Task goal:
Show every line of the rows below that contains the string "trekking", treating uppercase and lowercase as different.

Excerpt from a dataset
══════════
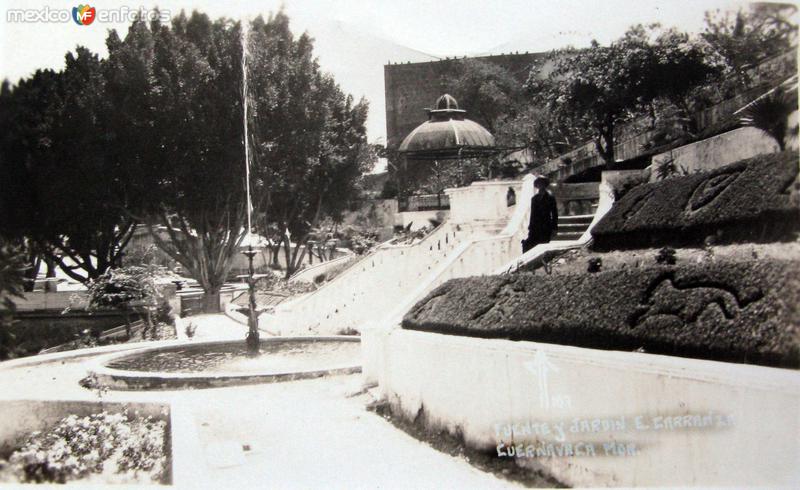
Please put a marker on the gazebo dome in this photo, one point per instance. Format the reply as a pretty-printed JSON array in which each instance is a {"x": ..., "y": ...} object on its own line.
[
  {"x": 447, "y": 134},
  {"x": 446, "y": 102}
]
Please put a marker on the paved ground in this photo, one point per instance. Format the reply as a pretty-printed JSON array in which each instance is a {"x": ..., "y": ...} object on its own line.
[{"x": 302, "y": 434}]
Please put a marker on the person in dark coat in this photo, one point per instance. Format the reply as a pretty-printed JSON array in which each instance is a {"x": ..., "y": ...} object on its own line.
[{"x": 544, "y": 216}]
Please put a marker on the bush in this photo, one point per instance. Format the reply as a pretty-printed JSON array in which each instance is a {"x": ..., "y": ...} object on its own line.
[
  {"x": 76, "y": 448},
  {"x": 734, "y": 311},
  {"x": 746, "y": 201}
]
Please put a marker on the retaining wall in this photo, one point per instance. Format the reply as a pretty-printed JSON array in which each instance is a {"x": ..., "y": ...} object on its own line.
[
  {"x": 648, "y": 420},
  {"x": 373, "y": 287}
]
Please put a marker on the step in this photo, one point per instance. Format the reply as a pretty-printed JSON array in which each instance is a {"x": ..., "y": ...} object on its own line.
[
  {"x": 572, "y": 226},
  {"x": 579, "y": 218},
  {"x": 568, "y": 235}
]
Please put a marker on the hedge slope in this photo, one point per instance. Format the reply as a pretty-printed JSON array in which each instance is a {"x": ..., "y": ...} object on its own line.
[
  {"x": 749, "y": 200},
  {"x": 735, "y": 311}
]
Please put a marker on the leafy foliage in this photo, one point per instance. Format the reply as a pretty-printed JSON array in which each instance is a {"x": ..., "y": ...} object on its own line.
[
  {"x": 733, "y": 311},
  {"x": 770, "y": 114},
  {"x": 308, "y": 137},
  {"x": 745, "y": 38},
  {"x": 593, "y": 90},
  {"x": 747, "y": 201}
]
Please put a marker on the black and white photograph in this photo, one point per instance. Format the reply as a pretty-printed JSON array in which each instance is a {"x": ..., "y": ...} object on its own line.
[{"x": 399, "y": 244}]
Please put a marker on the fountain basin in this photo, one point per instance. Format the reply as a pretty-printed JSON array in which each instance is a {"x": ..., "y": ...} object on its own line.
[{"x": 214, "y": 364}]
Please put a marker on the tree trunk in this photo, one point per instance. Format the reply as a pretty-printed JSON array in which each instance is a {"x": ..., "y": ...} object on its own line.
[
  {"x": 32, "y": 272},
  {"x": 150, "y": 325},
  {"x": 211, "y": 300}
]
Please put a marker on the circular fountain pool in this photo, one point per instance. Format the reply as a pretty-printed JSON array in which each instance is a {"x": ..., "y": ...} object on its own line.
[{"x": 225, "y": 363}]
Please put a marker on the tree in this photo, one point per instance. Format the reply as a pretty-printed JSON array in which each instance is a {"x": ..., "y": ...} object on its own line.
[
  {"x": 590, "y": 92},
  {"x": 63, "y": 199},
  {"x": 770, "y": 113},
  {"x": 183, "y": 138},
  {"x": 12, "y": 280},
  {"x": 129, "y": 288},
  {"x": 594, "y": 88},
  {"x": 744, "y": 39}
]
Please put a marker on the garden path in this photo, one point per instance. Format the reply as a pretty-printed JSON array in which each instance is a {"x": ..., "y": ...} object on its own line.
[{"x": 304, "y": 434}]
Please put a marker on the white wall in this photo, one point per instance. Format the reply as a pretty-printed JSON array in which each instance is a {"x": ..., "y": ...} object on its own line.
[
  {"x": 481, "y": 201},
  {"x": 420, "y": 219},
  {"x": 470, "y": 385},
  {"x": 41, "y": 300},
  {"x": 394, "y": 277}
]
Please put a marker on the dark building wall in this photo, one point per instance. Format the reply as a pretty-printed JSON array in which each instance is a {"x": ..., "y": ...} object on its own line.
[{"x": 412, "y": 87}]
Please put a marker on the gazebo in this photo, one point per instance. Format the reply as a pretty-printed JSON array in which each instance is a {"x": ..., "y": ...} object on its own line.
[{"x": 447, "y": 135}]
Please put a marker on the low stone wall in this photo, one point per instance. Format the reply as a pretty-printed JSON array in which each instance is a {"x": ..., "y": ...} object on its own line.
[
  {"x": 51, "y": 300},
  {"x": 420, "y": 219},
  {"x": 716, "y": 152},
  {"x": 647, "y": 420},
  {"x": 396, "y": 276}
]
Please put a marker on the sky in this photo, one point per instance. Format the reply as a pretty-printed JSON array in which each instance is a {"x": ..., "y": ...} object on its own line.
[{"x": 355, "y": 38}]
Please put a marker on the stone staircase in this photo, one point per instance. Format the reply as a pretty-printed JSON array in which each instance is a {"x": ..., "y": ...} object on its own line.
[{"x": 572, "y": 227}]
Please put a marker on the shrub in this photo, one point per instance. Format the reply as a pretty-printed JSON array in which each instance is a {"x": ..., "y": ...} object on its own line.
[
  {"x": 746, "y": 201},
  {"x": 78, "y": 447},
  {"x": 666, "y": 256},
  {"x": 734, "y": 311}
]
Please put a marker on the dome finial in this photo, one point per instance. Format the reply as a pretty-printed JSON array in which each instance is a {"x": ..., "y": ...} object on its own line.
[{"x": 446, "y": 102}]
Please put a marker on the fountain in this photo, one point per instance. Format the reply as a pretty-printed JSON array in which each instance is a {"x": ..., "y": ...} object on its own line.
[{"x": 191, "y": 364}]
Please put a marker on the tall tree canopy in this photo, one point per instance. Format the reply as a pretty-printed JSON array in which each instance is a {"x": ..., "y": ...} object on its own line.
[
  {"x": 155, "y": 134},
  {"x": 59, "y": 194},
  {"x": 308, "y": 138}
]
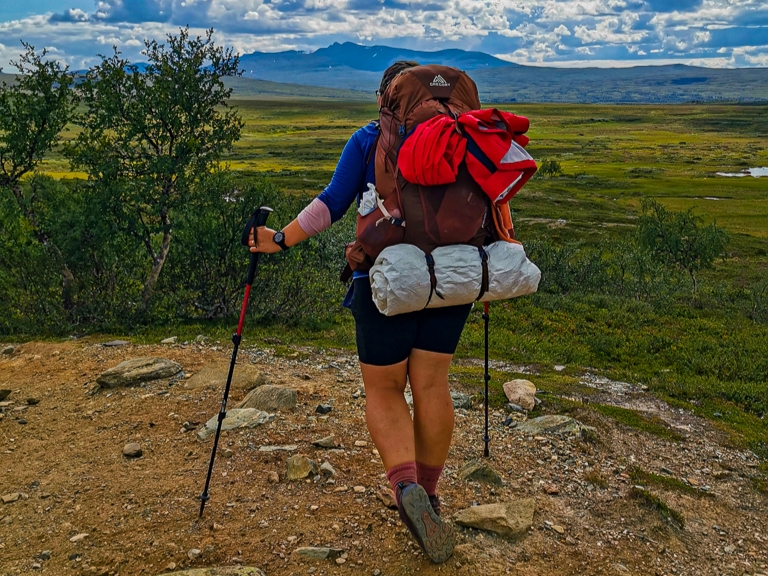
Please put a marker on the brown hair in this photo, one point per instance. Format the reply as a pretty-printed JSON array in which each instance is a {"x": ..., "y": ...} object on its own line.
[{"x": 392, "y": 71}]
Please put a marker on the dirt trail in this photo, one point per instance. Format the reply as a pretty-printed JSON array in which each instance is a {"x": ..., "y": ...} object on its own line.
[{"x": 140, "y": 515}]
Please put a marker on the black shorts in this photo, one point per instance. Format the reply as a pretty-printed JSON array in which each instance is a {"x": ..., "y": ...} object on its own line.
[{"x": 385, "y": 340}]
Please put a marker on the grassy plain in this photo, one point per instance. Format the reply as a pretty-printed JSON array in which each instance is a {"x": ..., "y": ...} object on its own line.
[{"x": 706, "y": 355}]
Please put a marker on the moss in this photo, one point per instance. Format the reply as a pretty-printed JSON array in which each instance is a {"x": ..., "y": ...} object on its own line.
[{"x": 638, "y": 421}]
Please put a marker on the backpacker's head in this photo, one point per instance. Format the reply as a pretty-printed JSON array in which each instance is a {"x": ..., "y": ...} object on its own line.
[{"x": 391, "y": 72}]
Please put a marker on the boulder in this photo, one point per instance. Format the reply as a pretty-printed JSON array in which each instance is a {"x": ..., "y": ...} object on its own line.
[
  {"x": 235, "y": 418},
  {"x": 137, "y": 370},
  {"x": 245, "y": 377},
  {"x": 509, "y": 520},
  {"x": 220, "y": 571},
  {"x": 270, "y": 398},
  {"x": 475, "y": 471},
  {"x": 552, "y": 424},
  {"x": 522, "y": 393}
]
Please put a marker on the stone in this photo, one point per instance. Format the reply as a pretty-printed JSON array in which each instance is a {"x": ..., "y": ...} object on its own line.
[
  {"x": 510, "y": 520},
  {"x": 132, "y": 450},
  {"x": 299, "y": 467},
  {"x": 461, "y": 400},
  {"x": 137, "y": 370},
  {"x": 245, "y": 377},
  {"x": 320, "y": 553},
  {"x": 270, "y": 398},
  {"x": 386, "y": 497},
  {"x": 79, "y": 537},
  {"x": 9, "y": 498},
  {"x": 327, "y": 442},
  {"x": 551, "y": 424},
  {"x": 521, "y": 392},
  {"x": 475, "y": 471},
  {"x": 235, "y": 418},
  {"x": 285, "y": 448}
]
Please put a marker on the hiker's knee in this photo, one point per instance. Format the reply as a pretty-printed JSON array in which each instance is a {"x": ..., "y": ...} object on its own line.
[{"x": 384, "y": 378}]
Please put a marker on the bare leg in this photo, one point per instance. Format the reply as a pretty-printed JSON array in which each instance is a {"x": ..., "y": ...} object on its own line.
[
  {"x": 432, "y": 406},
  {"x": 386, "y": 412}
]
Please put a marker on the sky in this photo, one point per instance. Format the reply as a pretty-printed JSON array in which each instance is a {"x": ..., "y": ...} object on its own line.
[{"x": 713, "y": 33}]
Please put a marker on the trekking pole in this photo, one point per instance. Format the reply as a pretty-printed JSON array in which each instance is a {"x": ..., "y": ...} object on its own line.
[
  {"x": 487, "y": 377},
  {"x": 258, "y": 219}
]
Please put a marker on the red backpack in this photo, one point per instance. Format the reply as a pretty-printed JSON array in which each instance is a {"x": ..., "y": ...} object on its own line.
[{"x": 426, "y": 216}]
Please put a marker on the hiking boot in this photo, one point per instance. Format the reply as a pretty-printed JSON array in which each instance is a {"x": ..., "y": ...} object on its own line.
[
  {"x": 434, "y": 501},
  {"x": 435, "y": 537}
]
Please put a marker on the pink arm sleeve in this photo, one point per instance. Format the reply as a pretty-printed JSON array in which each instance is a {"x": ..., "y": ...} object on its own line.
[{"x": 314, "y": 218}]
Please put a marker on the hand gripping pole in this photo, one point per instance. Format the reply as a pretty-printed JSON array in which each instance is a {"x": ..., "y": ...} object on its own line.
[{"x": 258, "y": 219}]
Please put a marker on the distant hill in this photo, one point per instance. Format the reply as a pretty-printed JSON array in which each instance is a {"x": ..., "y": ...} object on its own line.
[{"x": 353, "y": 67}]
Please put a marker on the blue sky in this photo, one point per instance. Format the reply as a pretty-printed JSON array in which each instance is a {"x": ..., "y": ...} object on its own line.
[{"x": 715, "y": 33}]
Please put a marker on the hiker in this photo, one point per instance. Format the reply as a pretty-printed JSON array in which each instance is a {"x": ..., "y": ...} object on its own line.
[{"x": 415, "y": 347}]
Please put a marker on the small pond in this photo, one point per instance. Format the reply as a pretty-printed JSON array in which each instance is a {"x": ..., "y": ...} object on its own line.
[{"x": 754, "y": 172}]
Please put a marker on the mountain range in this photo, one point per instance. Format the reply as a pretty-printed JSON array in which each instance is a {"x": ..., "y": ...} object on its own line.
[{"x": 350, "y": 66}]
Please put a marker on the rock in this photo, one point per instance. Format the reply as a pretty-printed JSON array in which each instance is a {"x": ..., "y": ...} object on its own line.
[
  {"x": 285, "y": 448},
  {"x": 387, "y": 497},
  {"x": 552, "y": 424},
  {"x": 510, "y": 520},
  {"x": 327, "y": 442},
  {"x": 137, "y": 370},
  {"x": 299, "y": 466},
  {"x": 270, "y": 398},
  {"x": 516, "y": 408},
  {"x": 461, "y": 400},
  {"x": 476, "y": 471},
  {"x": 9, "y": 498},
  {"x": 132, "y": 450},
  {"x": 245, "y": 377},
  {"x": 521, "y": 392},
  {"x": 79, "y": 537},
  {"x": 311, "y": 553},
  {"x": 235, "y": 418}
]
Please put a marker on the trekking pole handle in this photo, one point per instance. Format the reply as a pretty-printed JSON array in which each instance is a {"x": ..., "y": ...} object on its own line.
[{"x": 257, "y": 220}]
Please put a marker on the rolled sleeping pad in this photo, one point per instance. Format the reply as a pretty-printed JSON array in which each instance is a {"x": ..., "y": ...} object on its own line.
[{"x": 401, "y": 279}]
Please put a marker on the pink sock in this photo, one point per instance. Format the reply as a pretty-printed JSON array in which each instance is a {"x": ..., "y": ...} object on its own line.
[
  {"x": 428, "y": 477},
  {"x": 405, "y": 473}
]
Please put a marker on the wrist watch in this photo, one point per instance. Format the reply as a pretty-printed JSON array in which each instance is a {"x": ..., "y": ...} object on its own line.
[{"x": 279, "y": 239}]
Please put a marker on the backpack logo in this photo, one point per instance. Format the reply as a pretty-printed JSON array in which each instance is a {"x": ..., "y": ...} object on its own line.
[{"x": 439, "y": 81}]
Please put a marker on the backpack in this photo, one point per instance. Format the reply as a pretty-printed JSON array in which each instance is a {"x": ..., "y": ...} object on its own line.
[{"x": 425, "y": 216}]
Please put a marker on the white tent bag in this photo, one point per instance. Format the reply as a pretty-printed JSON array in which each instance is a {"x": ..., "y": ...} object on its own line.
[{"x": 405, "y": 279}]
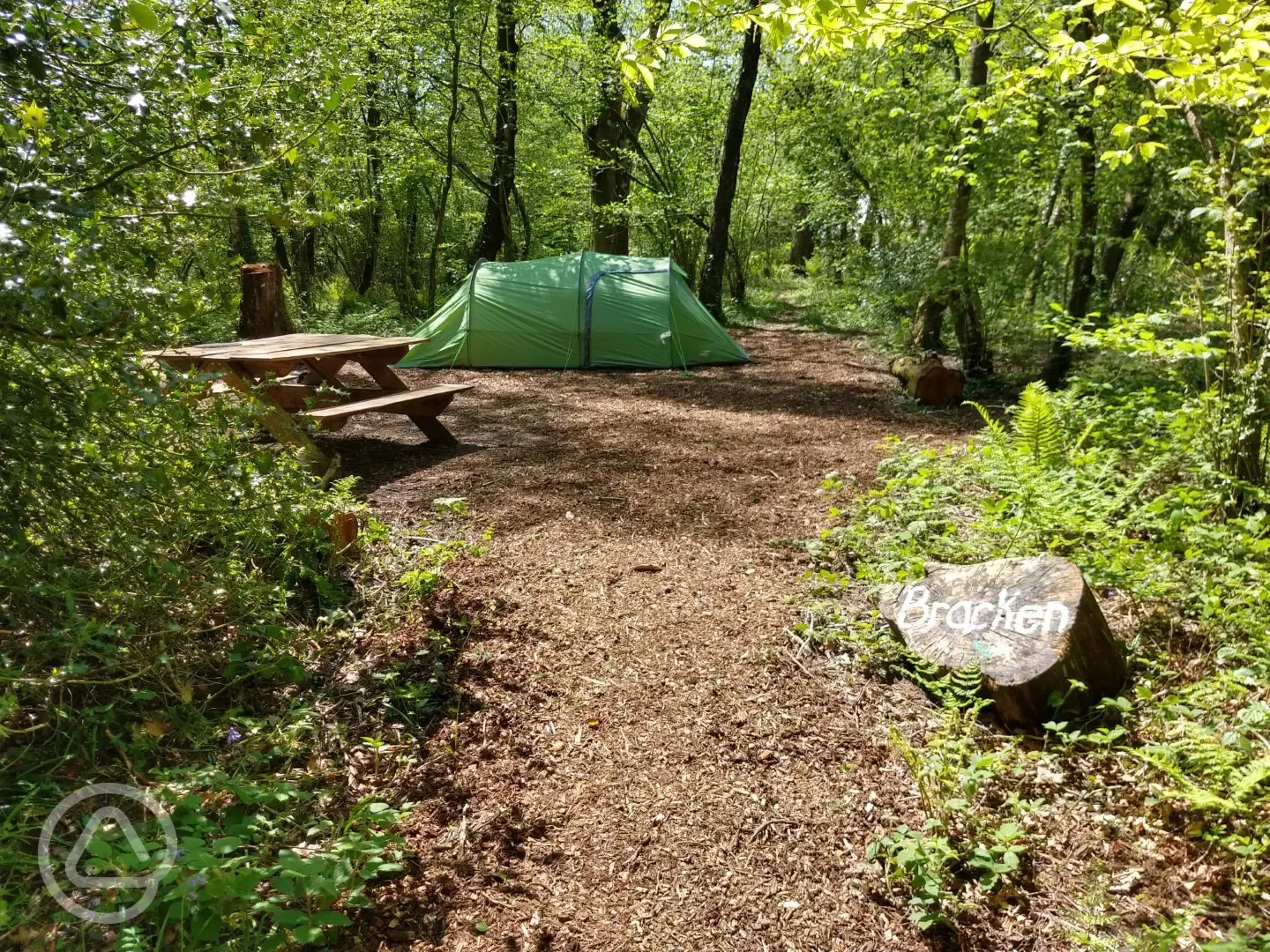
══════════
Worked solution:
Please put a marker on the trekking pole in this photo, one point per instance. Format the reply as a pretty-printed JSON array in which each instance is a {"x": ..., "y": ...} object on its own line.
Please put a marker on the trekking pole handle in this photo, one point per instance. Format the reply as a pretty-printed JSON array in which each instance is a {"x": ..., "y": ...} object on its own line.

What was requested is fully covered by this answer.